§ What to produce: Locate each line in the items below that contains the word "hair" and reproduce every such line in full.

§ Source data:
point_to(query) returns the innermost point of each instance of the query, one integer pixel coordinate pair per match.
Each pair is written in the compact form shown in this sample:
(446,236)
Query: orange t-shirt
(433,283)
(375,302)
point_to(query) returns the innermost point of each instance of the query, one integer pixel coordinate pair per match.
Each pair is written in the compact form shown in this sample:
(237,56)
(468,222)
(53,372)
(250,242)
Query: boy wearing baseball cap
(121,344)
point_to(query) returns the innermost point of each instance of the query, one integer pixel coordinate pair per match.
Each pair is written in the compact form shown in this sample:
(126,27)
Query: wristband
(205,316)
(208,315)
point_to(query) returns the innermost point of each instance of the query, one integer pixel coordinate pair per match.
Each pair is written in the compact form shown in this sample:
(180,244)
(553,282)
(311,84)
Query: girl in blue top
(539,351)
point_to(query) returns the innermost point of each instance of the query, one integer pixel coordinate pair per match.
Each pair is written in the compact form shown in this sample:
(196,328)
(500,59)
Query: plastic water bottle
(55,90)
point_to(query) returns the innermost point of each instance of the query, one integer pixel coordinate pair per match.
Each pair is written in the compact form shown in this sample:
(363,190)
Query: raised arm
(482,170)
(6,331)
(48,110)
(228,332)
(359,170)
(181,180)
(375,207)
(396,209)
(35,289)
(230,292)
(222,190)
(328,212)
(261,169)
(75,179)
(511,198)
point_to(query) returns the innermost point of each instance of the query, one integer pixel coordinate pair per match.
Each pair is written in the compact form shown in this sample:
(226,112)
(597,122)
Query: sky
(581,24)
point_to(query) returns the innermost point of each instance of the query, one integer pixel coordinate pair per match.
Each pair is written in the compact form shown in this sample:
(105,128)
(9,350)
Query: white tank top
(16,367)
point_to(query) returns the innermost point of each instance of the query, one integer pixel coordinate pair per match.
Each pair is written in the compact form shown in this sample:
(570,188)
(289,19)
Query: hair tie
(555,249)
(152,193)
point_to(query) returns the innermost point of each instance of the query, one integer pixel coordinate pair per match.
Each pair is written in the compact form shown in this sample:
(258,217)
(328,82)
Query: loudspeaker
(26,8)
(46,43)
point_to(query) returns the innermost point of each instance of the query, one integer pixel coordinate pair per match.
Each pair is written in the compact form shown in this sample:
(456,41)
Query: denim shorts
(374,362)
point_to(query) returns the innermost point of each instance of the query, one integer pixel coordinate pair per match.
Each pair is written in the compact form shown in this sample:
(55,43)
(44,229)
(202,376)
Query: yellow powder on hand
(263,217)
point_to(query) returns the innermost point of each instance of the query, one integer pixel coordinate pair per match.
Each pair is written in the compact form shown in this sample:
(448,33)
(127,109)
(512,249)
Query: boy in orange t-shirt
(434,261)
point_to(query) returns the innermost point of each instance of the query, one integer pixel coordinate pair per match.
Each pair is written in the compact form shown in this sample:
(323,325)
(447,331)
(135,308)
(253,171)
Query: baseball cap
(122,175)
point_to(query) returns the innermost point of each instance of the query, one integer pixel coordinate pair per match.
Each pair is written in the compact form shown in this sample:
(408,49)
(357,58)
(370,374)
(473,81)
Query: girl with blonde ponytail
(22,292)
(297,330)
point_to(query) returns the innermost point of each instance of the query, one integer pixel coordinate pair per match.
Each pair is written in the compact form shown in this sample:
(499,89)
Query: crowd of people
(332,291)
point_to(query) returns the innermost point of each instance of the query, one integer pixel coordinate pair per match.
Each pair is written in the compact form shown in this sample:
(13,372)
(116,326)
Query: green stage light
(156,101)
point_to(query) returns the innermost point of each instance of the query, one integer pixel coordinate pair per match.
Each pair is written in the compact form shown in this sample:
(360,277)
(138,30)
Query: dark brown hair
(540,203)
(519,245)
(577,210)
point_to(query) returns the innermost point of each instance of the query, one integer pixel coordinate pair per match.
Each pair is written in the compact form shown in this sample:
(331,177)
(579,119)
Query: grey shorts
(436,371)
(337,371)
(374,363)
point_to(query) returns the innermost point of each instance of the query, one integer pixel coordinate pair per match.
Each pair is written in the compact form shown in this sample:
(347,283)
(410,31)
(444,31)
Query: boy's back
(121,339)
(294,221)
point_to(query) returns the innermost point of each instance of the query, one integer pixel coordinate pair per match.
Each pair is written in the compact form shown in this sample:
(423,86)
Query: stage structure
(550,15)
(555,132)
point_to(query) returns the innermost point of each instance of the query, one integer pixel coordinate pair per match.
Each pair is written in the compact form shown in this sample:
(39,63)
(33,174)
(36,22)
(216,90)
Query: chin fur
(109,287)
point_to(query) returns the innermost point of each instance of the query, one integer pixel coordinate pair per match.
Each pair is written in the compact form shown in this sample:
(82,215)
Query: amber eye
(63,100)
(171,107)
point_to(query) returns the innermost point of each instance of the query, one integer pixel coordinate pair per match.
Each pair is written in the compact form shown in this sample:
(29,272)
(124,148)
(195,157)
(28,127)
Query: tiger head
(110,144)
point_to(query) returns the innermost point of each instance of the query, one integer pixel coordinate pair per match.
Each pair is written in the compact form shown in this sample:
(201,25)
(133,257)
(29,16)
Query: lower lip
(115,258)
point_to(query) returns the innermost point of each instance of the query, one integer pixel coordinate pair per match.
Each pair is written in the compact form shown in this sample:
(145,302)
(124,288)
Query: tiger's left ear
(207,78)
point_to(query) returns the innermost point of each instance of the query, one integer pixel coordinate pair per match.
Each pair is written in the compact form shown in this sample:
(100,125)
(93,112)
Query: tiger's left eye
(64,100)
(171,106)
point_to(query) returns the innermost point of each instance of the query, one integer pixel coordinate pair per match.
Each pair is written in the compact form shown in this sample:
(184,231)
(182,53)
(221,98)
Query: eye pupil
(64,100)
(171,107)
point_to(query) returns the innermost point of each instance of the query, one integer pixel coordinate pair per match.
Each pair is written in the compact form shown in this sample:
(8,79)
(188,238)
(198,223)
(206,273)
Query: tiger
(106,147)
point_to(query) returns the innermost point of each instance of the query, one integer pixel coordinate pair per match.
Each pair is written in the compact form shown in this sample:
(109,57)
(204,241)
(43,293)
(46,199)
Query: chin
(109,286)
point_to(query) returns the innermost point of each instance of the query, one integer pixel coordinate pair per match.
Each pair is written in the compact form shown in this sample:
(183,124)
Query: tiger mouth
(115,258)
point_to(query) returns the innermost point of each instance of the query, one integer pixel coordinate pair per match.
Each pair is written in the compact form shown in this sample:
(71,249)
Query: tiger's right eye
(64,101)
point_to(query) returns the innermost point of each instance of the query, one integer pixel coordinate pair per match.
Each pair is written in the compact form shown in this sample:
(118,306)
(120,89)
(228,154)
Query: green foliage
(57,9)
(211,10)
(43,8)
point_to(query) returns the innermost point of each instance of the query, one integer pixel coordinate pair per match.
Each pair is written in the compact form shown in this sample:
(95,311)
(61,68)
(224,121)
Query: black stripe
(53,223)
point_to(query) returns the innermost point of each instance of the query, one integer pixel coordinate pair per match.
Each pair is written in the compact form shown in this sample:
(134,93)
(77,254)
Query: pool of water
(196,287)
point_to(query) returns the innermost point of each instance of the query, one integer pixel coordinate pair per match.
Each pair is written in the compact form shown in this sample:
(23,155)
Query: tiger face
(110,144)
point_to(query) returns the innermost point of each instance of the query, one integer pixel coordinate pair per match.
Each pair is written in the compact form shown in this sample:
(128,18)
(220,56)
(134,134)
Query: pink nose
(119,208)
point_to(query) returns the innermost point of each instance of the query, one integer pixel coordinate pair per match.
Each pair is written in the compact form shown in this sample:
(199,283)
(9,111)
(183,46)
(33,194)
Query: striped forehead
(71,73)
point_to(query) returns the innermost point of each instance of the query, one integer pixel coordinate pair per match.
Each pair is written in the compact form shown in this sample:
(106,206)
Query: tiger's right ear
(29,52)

§ Task result:
Query: hair tie
Query: dark brown hair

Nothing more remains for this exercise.